• Coordinate annotation records

▼▼▼

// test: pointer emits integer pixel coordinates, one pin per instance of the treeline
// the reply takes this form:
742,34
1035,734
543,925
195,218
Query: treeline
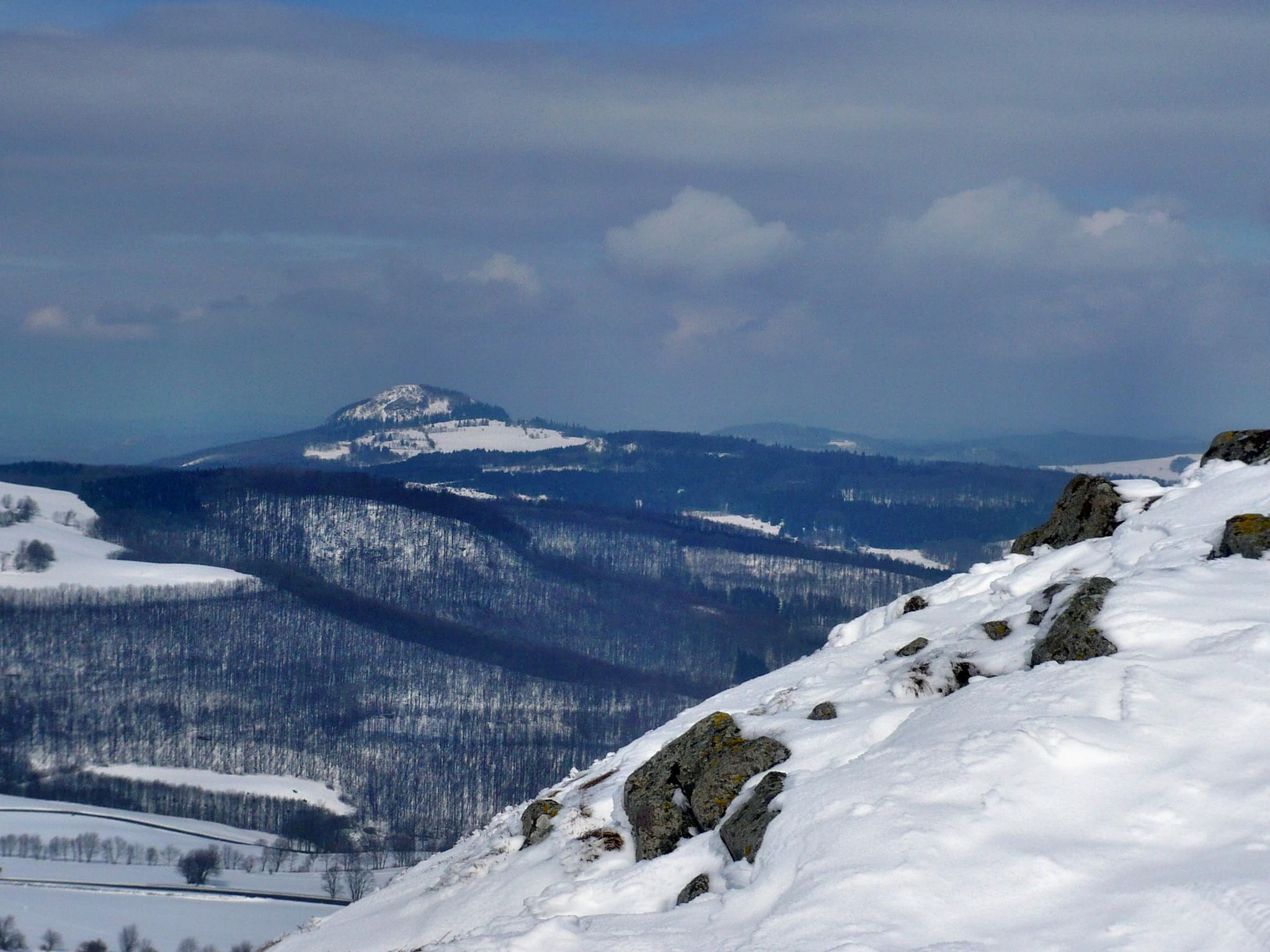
426,744
304,823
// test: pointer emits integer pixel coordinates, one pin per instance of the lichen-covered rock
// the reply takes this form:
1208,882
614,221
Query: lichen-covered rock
744,833
536,822
825,711
698,886
1086,509
912,648
1072,637
936,677
996,630
706,767
1241,446
1246,536
915,604
1041,603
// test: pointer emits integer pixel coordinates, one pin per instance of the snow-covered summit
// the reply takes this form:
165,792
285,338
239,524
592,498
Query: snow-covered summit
411,403
1116,804
64,522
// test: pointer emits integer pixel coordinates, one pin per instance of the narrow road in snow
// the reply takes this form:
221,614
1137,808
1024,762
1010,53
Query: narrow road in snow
214,891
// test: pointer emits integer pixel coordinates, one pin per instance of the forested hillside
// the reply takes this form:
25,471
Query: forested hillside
431,655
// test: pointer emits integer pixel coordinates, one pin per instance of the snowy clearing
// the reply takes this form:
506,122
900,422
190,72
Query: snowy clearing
913,557
742,522
84,562
1114,804
260,783
1169,469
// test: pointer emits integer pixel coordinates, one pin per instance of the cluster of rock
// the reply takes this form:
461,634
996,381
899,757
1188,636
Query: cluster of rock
689,786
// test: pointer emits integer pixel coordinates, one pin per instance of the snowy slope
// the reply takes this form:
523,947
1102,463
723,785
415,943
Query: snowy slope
1114,804
1165,467
263,785
450,437
82,560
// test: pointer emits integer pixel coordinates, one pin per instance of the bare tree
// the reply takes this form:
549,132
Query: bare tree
11,936
357,880
130,938
197,865
331,880
91,844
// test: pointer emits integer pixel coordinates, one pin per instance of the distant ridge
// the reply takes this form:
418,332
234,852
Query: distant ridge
1060,448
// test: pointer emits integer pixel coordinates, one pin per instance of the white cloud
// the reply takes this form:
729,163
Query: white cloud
1016,223
704,235
47,320
55,322
500,267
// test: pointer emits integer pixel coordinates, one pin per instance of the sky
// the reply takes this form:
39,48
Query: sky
929,219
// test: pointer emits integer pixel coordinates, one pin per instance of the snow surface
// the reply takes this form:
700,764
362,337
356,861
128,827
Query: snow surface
406,402
319,451
451,437
744,522
1158,469
164,917
265,785
86,562
1114,804
913,557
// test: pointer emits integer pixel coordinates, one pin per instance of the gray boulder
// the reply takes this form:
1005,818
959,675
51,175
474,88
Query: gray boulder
690,782
744,833
915,604
912,648
1086,509
536,822
1041,603
698,886
1246,536
1072,637
1240,446
825,711
996,630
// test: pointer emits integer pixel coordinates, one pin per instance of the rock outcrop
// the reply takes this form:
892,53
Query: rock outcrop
825,711
1072,637
996,630
912,648
536,822
1086,509
698,886
1041,603
1241,446
744,833
690,782
915,604
1246,536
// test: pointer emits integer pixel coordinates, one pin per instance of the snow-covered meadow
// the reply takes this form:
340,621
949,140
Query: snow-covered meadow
95,899
1114,804
65,521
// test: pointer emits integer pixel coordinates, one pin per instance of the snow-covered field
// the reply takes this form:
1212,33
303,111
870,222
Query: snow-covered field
1114,804
1165,467
149,895
84,562
260,783
913,557
742,522
450,437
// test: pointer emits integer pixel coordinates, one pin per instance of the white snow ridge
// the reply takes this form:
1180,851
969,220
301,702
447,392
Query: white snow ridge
1121,803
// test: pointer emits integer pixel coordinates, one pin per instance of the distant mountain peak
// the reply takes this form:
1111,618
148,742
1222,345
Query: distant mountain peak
403,404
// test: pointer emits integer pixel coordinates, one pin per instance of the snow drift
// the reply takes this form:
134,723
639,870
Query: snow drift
1121,803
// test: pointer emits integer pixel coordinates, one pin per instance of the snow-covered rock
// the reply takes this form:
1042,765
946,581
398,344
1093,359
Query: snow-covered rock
64,521
1121,803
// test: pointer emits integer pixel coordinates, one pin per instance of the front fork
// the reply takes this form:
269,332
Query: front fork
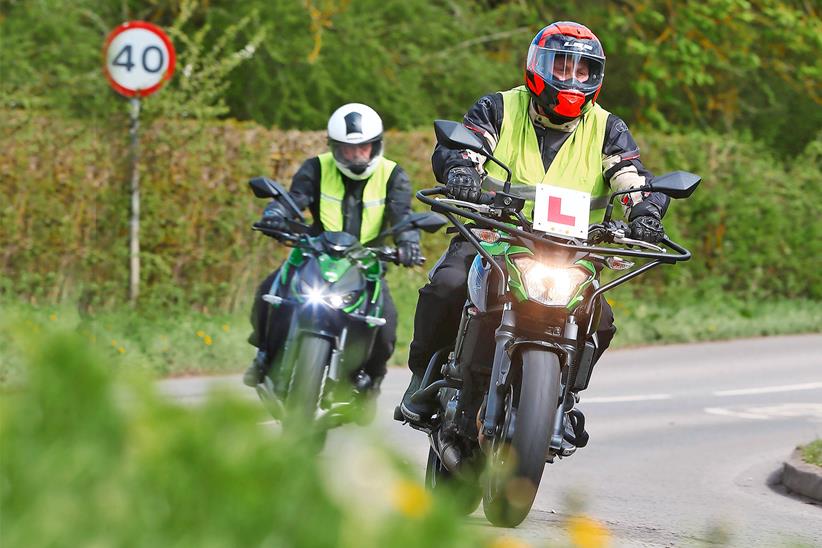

▲▲▲

• Stated goal
Locate each line in the rows above that contains the string "fork" and copy those lines out, treating uppercase and lowercase letters as different.

• Solution for this exercise
// test: pointer emits integer pixel coordinates, one pin per instance of the front fork
Query: front fork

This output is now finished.